EXERCISE TEXT:
Test yourself
9 questions
01
The essay opens with the anaesthetist's arterial waveform moment. What does the author conclude about the reasoning behind that rapid response?
AIt was pure instinct with no rational basis
BIt was conscious clinical reasoning performed at high speed
CIt felt like instinct but was, in truth, statistical – pattern recognition compressed from thousands of cases
The essay describes the trainee's hands moving before conscious understanding arrives, then reveals that the reasoning was always there – compressed into something that felt like instinct but was weighted probabilities from accumulated experience.
02
What specifically unsettled the author about his conversation with the language model?
AThat it could perform surgery autonomously
BThat it made visible how much of what he calls expertise is mechanical – pattern matching, not irreducible clinical intuition
CThat it demonstrated consciousness indistinguishable from a human physician
The essay is explicit: the unease was not about replacement. It was about the realisation that a very large portion of expertise is mechanical pattern recognition – and a machine can perform that pattern recognition without consciousness, a body, or clinical experience.

AVAILABLE DATA:
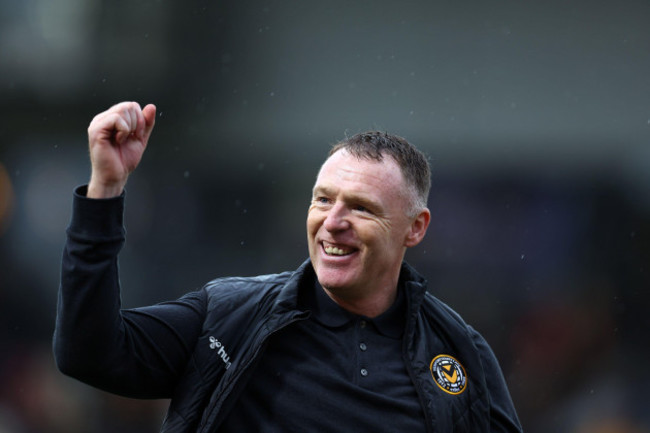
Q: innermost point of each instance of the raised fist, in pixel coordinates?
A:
(117, 139)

TASK DETAILS:
Give the expertise quiz again, starting at "Test yourself" and ending at "the language model?", and switch "language model" to "chatbot".

SOLUTION BELOW:
Test yourself
9 questions
01
The essay opens with the anaesthetist's arterial waveform moment. What does the author conclude about the reasoning behind that rapid response?
AIt was pure instinct with no rational basis
BIt was conscious clinical reasoning performed at high speed
CIt felt like instinct but was, in truth, statistical – pattern recognition compressed from thousands of cases
The essay describes the trainee's hands moving before conscious understanding arrives, then reveals that the reasoning was always there – compressed into something that felt like instinct but was weighted probabilities from accumulated experience.
02
What specifically unsettled the author about his conversation with the chatbot?